1. **Indexing Phase:**
   - Scans workspace files (respecting `.gitignore`)
   - Filters binary files using content detection
   - Chunks files with configurable overlap
   - Generates embeddings using local Ollama model
   - Stores in ChromaDB vector database

2. **Search Phase:**
   - Converts query to embedding vector
   - **Independent Retrieval**: Retrieves top-k results from both semantic search (ChromaDB) and BM25 (full corpus)
   - **RRF Fusion**: Combines rankings using Reciprocal Rank Fusion formula: `score(d) = Σ 1/(k + rank_d)`
   - Documents appearing in both result lists get boosted scores
   - BM25 uses code-optimized tokenization for better identifier matching
   - Returns ranked results with coverage statistics (semantic-only, BM25-only, both methods)

### Cross-Encoder Reranking

Cross-encoder reranking uses an LLM to score query-document relevance, providing +25-40% improvement in result quality. It processes the top-k RRF results and reorders them based on fine-grained semantic understanding.

◇ ◇ ◇ ◇ ◇ ◇ ◇

List every step given under the Indexing Phase in the passage on workspace indexing and search above.

◇ ◇ ◇ ◇ ◇ ◇ ◇

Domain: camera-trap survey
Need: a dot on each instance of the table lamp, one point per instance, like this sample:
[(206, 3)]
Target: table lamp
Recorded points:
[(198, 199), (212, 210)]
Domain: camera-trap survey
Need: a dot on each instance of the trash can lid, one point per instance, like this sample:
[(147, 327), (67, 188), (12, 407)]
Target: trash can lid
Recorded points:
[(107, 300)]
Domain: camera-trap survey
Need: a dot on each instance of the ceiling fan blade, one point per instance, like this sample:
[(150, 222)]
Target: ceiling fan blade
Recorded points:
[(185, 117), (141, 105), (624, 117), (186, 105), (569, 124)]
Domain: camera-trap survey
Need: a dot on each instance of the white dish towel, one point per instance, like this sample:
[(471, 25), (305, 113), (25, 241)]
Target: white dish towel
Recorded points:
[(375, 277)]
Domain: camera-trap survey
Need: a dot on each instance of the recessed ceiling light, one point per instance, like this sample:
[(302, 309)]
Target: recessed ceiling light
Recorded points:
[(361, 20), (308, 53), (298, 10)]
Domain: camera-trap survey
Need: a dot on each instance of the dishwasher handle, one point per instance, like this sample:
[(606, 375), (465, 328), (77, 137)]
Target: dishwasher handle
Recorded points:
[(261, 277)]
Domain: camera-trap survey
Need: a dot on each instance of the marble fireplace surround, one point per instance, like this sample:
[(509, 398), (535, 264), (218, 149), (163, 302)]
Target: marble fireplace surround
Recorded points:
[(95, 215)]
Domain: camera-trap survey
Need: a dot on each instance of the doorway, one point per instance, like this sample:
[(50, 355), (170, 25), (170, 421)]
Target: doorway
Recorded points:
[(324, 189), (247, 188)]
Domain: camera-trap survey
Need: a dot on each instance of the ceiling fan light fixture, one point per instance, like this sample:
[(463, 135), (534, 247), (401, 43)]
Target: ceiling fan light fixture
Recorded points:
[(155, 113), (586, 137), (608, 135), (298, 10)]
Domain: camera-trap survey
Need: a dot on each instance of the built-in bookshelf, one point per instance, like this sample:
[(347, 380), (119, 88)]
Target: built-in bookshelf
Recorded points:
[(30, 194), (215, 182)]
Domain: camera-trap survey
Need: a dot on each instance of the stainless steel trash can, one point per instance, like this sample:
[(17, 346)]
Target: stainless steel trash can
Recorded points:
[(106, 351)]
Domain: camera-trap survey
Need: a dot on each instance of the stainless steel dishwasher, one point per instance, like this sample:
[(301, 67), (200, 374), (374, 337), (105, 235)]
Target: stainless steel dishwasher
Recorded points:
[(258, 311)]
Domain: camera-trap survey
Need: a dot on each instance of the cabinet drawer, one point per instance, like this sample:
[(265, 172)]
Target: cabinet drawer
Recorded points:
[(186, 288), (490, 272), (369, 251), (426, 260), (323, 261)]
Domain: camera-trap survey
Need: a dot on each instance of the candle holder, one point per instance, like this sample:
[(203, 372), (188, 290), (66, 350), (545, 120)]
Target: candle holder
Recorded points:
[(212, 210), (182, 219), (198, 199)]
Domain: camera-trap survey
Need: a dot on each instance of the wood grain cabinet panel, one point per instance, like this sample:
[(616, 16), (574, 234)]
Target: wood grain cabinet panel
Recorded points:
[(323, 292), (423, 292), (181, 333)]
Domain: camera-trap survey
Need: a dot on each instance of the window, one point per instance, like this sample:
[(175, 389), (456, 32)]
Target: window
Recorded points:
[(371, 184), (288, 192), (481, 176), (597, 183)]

◇ ◇ ◇ ◇ ◇ ◇ ◇

▶ The completed task
- Scans workspace files (respecting `.gitignore`)
- Filters binary files using content detection
- Chunks files with configurable overlap
- Generates embeddings using local Ollama model
- Stores in ChromaDB vector database